■ The task: Reproduce every entry below word for word, leaving out the pictures.
#### Listed entries
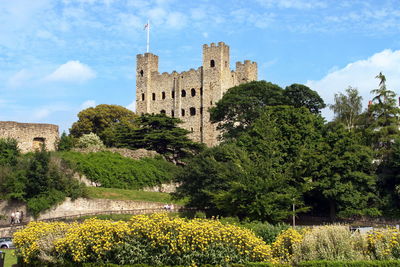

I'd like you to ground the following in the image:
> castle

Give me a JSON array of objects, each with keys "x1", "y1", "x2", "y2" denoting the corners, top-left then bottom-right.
[
  {"x1": 0, "y1": 121, "x2": 59, "y2": 153},
  {"x1": 136, "y1": 42, "x2": 257, "y2": 146}
]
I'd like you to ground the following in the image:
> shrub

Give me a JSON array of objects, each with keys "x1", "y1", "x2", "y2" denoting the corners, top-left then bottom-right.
[
  {"x1": 293, "y1": 225, "x2": 364, "y2": 263},
  {"x1": 75, "y1": 133, "x2": 105, "y2": 149},
  {"x1": 59, "y1": 151, "x2": 179, "y2": 189},
  {"x1": 15, "y1": 213, "x2": 276, "y2": 266},
  {"x1": 367, "y1": 228, "x2": 400, "y2": 260}
]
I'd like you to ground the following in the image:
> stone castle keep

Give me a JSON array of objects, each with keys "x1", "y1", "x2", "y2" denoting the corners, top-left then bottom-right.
[
  {"x1": 136, "y1": 42, "x2": 257, "y2": 146},
  {"x1": 0, "y1": 121, "x2": 58, "y2": 153}
]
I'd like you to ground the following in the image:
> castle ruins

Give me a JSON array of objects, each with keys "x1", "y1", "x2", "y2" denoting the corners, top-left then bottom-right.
[
  {"x1": 136, "y1": 42, "x2": 257, "y2": 146},
  {"x1": 0, "y1": 121, "x2": 59, "y2": 153}
]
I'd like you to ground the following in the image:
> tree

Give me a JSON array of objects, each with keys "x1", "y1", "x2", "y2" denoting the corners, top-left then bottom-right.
[
  {"x1": 309, "y1": 123, "x2": 380, "y2": 220},
  {"x1": 368, "y1": 73, "x2": 400, "y2": 159},
  {"x1": 329, "y1": 86, "x2": 362, "y2": 130},
  {"x1": 209, "y1": 81, "x2": 287, "y2": 139},
  {"x1": 283, "y1": 83, "x2": 326, "y2": 114},
  {"x1": 116, "y1": 114, "x2": 203, "y2": 161},
  {"x1": 70, "y1": 104, "x2": 137, "y2": 146},
  {"x1": 57, "y1": 132, "x2": 75, "y2": 151}
]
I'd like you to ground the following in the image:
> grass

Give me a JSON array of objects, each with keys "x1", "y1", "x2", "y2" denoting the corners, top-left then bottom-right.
########
■ Result:
I'd like you to ground the following in the image:
> castle

Give me a JSON array of objects, each with keys "x1", "y1", "x2", "y2" denoting the corners, top-left then bottom-right.
[
  {"x1": 0, "y1": 121, "x2": 59, "y2": 153},
  {"x1": 136, "y1": 42, "x2": 257, "y2": 146}
]
I'd like you to ground the following in the image:
> shrub

Give me a JSON array of objects, each with keys "x1", "y1", "x2", "y2" denoting the corners, top-left then bottom-right.
[
  {"x1": 293, "y1": 225, "x2": 364, "y2": 263},
  {"x1": 75, "y1": 133, "x2": 105, "y2": 149},
  {"x1": 59, "y1": 151, "x2": 179, "y2": 189},
  {"x1": 15, "y1": 213, "x2": 276, "y2": 266},
  {"x1": 367, "y1": 228, "x2": 400, "y2": 260}
]
I'd like you to ground the following in the image:
> stone castle keep

Give me a JSON array of objects, each with keys "x1", "y1", "x2", "y2" denoting the corners, top-left then bottom-right.
[
  {"x1": 136, "y1": 42, "x2": 257, "y2": 146},
  {"x1": 0, "y1": 121, "x2": 58, "y2": 153}
]
I'd like you to ground the following in the image:
> castle ruins

Give me a JSON array of objects, each with keys "x1", "y1", "x2", "y2" denoting the corners, top-left then bottom-right.
[
  {"x1": 136, "y1": 42, "x2": 257, "y2": 146},
  {"x1": 0, "y1": 121, "x2": 59, "y2": 153}
]
I'd like you to ground the following in the image:
> tree

Give me a JSON array of objects, each with keys "x1", "y1", "x2", "y2" denoting the corners, top-left then bottom-right.
[
  {"x1": 309, "y1": 123, "x2": 380, "y2": 220},
  {"x1": 368, "y1": 73, "x2": 400, "y2": 159},
  {"x1": 329, "y1": 86, "x2": 362, "y2": 130},
  {"x1": 209, "y1": 81, "x2": 287, "y2": 139},
  {"x1": 283, "y1": 83, "x2": 326, "y2": 114},
  {"x1": 116, "y1": 114, "x2": 203, "y2": 161},
  {"x1": 70, "y1": 104, "x2": 137, "y2": 146},
  {"x1": 57, "y1": 132, "x2": 75, "y2": 151}
]
I'd like you to ground the following in the image:
> grass

Give me a JSON array of objects, each with keys "x1", "y1", "x2", "y2" denoting the corners, top-left then bottom-right.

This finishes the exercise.